● What needs to be done
Lay out the data below as a Markdown table with the columns No. and Text, giving each line its own numbered row and skipping any blank lines. Include only everything from the line containing "Where can the shadow" down to the line containing "x=90, y=101".

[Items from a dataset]
(begin)

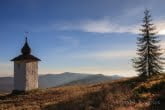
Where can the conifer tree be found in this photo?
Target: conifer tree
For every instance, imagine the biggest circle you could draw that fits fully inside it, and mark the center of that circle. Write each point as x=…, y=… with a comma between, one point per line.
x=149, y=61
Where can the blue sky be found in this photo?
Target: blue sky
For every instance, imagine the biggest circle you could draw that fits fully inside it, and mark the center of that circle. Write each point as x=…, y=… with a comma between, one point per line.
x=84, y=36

(end)
(begin)

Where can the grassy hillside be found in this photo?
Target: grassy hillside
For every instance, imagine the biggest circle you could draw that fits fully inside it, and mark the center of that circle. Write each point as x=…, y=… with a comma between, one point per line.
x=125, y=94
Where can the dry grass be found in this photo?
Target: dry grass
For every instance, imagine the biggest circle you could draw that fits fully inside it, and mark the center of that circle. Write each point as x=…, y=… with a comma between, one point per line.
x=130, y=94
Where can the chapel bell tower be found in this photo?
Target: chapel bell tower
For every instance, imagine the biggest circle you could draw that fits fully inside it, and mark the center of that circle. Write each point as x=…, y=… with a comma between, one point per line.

(end)
(begin)

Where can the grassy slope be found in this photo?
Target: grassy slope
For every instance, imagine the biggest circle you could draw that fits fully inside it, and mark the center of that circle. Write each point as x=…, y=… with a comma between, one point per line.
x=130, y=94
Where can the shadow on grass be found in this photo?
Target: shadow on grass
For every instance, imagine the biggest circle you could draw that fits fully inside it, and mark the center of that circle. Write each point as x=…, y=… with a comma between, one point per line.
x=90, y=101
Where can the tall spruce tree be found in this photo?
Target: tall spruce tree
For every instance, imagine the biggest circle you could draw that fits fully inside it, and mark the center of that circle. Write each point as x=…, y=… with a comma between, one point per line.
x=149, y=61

(end)

● Solution
| No. | Text |
|---|---|
| 1 | Where can the shadow on grass be found in this photo? |
| 2 | Target: shadow on grass |
| 3 | For every instance, imagine the biggest circle you could draw that fits fully inside it, and mark the center of that circle. Write each point as x=…, y=… with a comma between, one point per line. |
| 4 | x=90, y=101 |